■ Objective: Rewrite the entire listing below with "wooden post" replaced by "wooden pole", keeping everything else the same.
:: Input for this task
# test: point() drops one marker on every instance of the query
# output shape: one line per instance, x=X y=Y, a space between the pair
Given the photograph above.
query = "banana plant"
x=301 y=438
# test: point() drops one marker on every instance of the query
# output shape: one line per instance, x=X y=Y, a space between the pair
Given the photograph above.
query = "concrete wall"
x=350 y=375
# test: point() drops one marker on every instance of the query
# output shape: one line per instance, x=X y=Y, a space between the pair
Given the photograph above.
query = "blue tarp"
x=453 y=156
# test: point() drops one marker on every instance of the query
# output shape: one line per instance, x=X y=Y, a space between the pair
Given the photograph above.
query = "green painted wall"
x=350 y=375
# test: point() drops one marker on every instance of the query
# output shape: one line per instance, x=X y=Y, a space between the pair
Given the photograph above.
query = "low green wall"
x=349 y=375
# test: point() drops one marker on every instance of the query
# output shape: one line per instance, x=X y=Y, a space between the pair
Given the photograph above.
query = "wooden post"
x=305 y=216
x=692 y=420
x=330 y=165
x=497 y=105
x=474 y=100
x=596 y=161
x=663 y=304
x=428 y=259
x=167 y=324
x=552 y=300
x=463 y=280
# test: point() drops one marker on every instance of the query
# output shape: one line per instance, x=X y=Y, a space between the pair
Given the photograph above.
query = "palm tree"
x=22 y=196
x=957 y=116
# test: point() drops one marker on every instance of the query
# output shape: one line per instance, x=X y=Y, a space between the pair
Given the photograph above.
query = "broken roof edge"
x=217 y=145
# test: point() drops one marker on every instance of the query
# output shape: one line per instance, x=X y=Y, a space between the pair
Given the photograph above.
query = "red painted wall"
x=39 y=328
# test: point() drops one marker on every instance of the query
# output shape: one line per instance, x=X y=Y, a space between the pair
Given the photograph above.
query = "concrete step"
::::
■ Solution to this exercise:
# test: point() drops one marker on every instance of the query
# output shape: one line per instance, x=X y=Y, a space between the pair
Given the photograph above.
query = "banana plant"
x=301 y=438
# test: point() drops one marker on every instance of the query
# output shape: one line per instance, x=X y=Y, a space between the pair
Given the photograph above.
query = "concrete wall"
x=350 y=375
# test: point() drops one marker on every instance of the query
# output shape: one line per instance, x=X y=Y, a space between the pair
Given the photograph above.
query = "blue tarp"
x=453 y=156
# test: point() drops one marker on every instance of the query
# output shape: one line per instance, x=X y=Y, a space between the pair
Given the photograph above.
query = "green painted wall"
x=350 y=375
# test: point() drops one marker on every instance of the query
# output shape: one line per instance, x=X y=Y, a space between the pair
Given the photograph above.
query = "low green wall"
x=349 y=375
# test: point() drops one marker on every instance of the query
# output shape: one line per instance, x=X y=Y, a space between the pair
Given the photograph above.
query = "wooden pole"
x=305 y=216
x=692 y=420
x=330 y=165
x=497 y=105
x=474 y=100
x=596 y=161
x=663 y=304
x=428 y=259
x=167 y=324
x=552 y=300
x=463 y=280
# test: point() drops one marker on every instance of the query
# output shape: one line per instance, x=X y=Y, a space between the pair
Given the photograph above.
query = "palm tree"
x=22 y=196
x=957 y=116
# test: point() drops one marker on every instance of the query
# output shape: one line per instance, x=X y=Y, a space between the pair
Given the photograph above.
query = "broken roof edge"
x=217 y=145
# test: point() drops one marker on every instance of the query
# output shape: one line per instance, x=X y=Y, a space between the pair
Given the photograph above.
query = "red painted wall"
x=39 y=328
# test: point() drops one marker on every instance of the query
# output shape: one line per instance, x=X y=Y, a space between the pair
Given the photograph above.
query = "concrete step"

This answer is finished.